(Excerpts from a dataset on pointing at objects)
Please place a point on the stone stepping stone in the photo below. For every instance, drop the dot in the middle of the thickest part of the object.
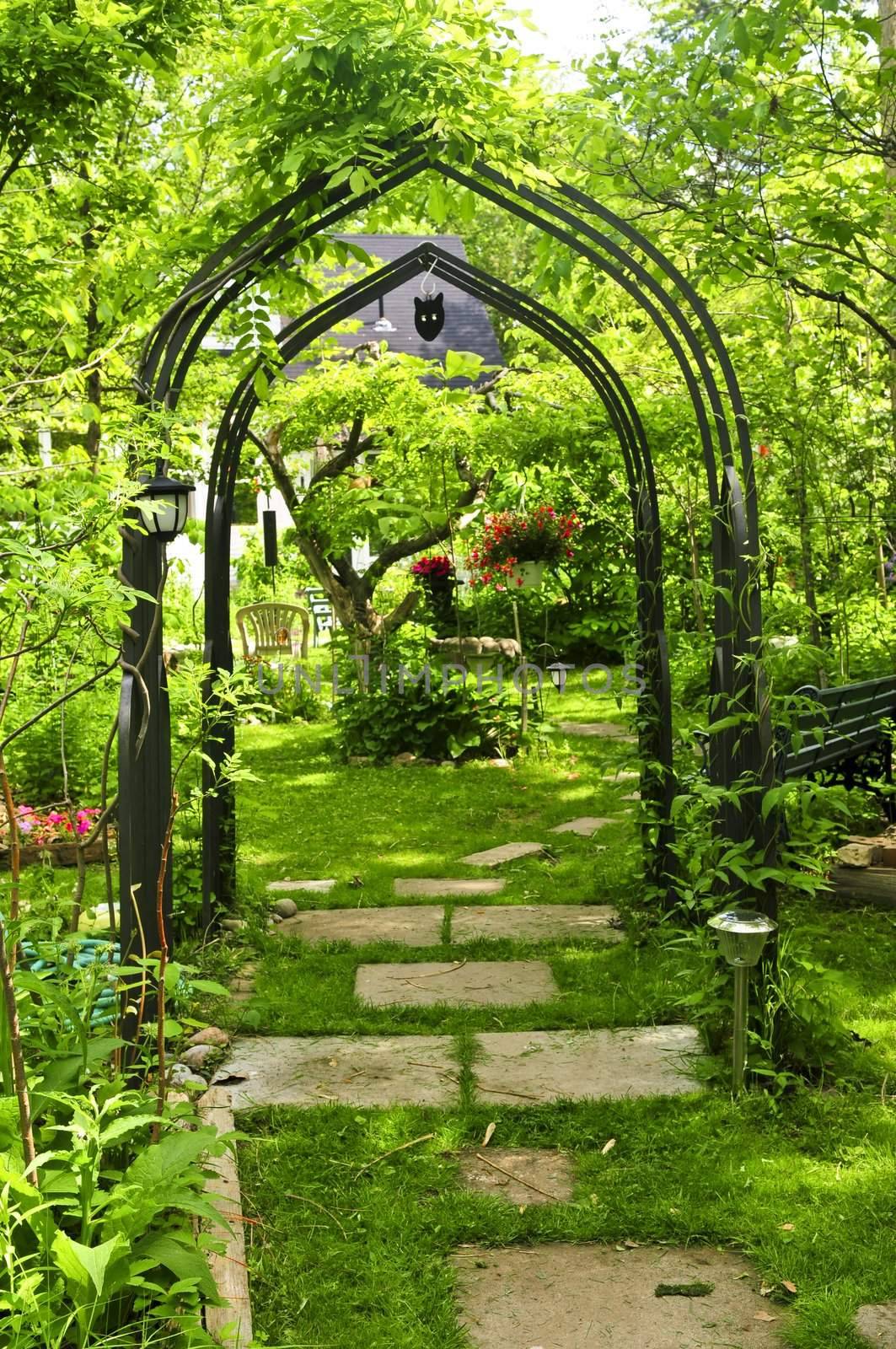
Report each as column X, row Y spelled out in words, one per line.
column 416, row 924
column 518, row 1175
column 579, row 1065
column 877, row 1324
column 363, row 1070
column 612, row 730
column 462, row 984
column 534, row 922
column 447, row 887
column 507, row 853
column 564, row 1297
column 584, row 825
column 314, row 887
column 243, row 985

> **Requirement**:
Duplicate every line of the records word for word, but leave out the pictures.

> **Solution to the problem**:
Please place a point on the stone stepping stone in the photo below. For every instance, drop the dot in the middle of the thickest part of the object.
Report each as column X, row Y spelled out in words, one per line.
column 416, row 924
column 518, row 1175
column 579, row 1065
column 877, row 1324
column 363, row 1070
column 612, row 730
column 462, row 984
column 534, row 922
column 447, row 887
column 507, row 853
column 564, row 1297
column 584, row 825
column 314, row 887
column 243, row 985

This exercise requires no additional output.